§ **Material provided**:
_ _ _ _ _ _ _
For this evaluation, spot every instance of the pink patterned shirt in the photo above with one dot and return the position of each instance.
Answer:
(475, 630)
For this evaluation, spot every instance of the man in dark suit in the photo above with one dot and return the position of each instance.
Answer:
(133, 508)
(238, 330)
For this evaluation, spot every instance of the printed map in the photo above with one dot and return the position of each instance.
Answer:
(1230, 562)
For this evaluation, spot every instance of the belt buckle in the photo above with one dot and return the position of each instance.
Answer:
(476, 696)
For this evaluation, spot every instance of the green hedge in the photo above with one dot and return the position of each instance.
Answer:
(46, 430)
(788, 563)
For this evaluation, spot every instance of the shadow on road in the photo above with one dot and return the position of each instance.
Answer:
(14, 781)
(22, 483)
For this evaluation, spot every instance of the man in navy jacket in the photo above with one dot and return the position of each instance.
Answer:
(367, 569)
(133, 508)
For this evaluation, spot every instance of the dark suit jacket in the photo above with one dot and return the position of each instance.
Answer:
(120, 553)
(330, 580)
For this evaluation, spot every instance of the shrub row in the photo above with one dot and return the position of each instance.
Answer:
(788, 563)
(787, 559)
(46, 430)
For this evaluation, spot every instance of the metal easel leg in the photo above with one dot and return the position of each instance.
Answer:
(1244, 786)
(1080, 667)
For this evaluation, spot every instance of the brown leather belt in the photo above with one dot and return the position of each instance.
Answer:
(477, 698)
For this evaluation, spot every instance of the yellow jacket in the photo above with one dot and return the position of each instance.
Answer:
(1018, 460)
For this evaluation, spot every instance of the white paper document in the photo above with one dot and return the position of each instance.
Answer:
_ _ _ _ _ _ _
§ **Stated problem**:
Write out the entries in full, exactly as given.

§ **Complete response**:
For this evaluation, spot every instance of the pink patterned shirt in the photo above with one dot and return the position of each instance.
Answer:
(475, 630)
For this evaluation, spot every instance of the man in dark suit in the photo above with one dot and return the position of each instance.
Answer:
(133, 508)
(238, 330)
For this evaluation, spot every instance of the printed map in the photo above with one dot and return the position of each instance.
Answer:
(1230, 562)
For this evaluation, spot every instance of the belt buckle in the photo above with one dot and return the position of each instance.
Answer:
(476, 696)
For this evaluation, spot every instance of the green hedge in the photo above with one dot and return the position of each instance.
Answer:
(46, 430)
(788, 563)
For this evaluation, spot every instance of the shadow on road in the photo above with one dot and return the position of each instance.
Answer:
(14, 781)
(22, 483)
For this evaluation, spot every instance of the man in navy jacket in the photo above with one dot and return the position of each instance.
Answer:
(367, 569)
(133, 508)
For this evaluation, spot every instance of the dark suit jacket in the photo above with one dot and return the position of each instance.
Answer:
(120, 553)
(330, 580)
For this evaluation, spot every instance of the shrub row in the photo above with one dot and return the position of each instance.
Answer:
(788, 563)
(787, 559)
(46, 430)
For this evaluation, spot every instance of the metal easel leg in the photo above with one dot and return the position of each instance.
Answer:
(1244, 786)
(1080, 667)
For this evaluation, spot every instance of the brown leather belt in the photo above with one dot and return the position of each instance.
Answer:
(477, 698)
For this evaluation, spot every instance of the yellow jacket in the photo above with one dot and return the position of each instance.
Answer:
(1018, 460)
For this evaluation, spot every instance of the white paper document in the photo above with one dot and return the position of each instance.
Answer:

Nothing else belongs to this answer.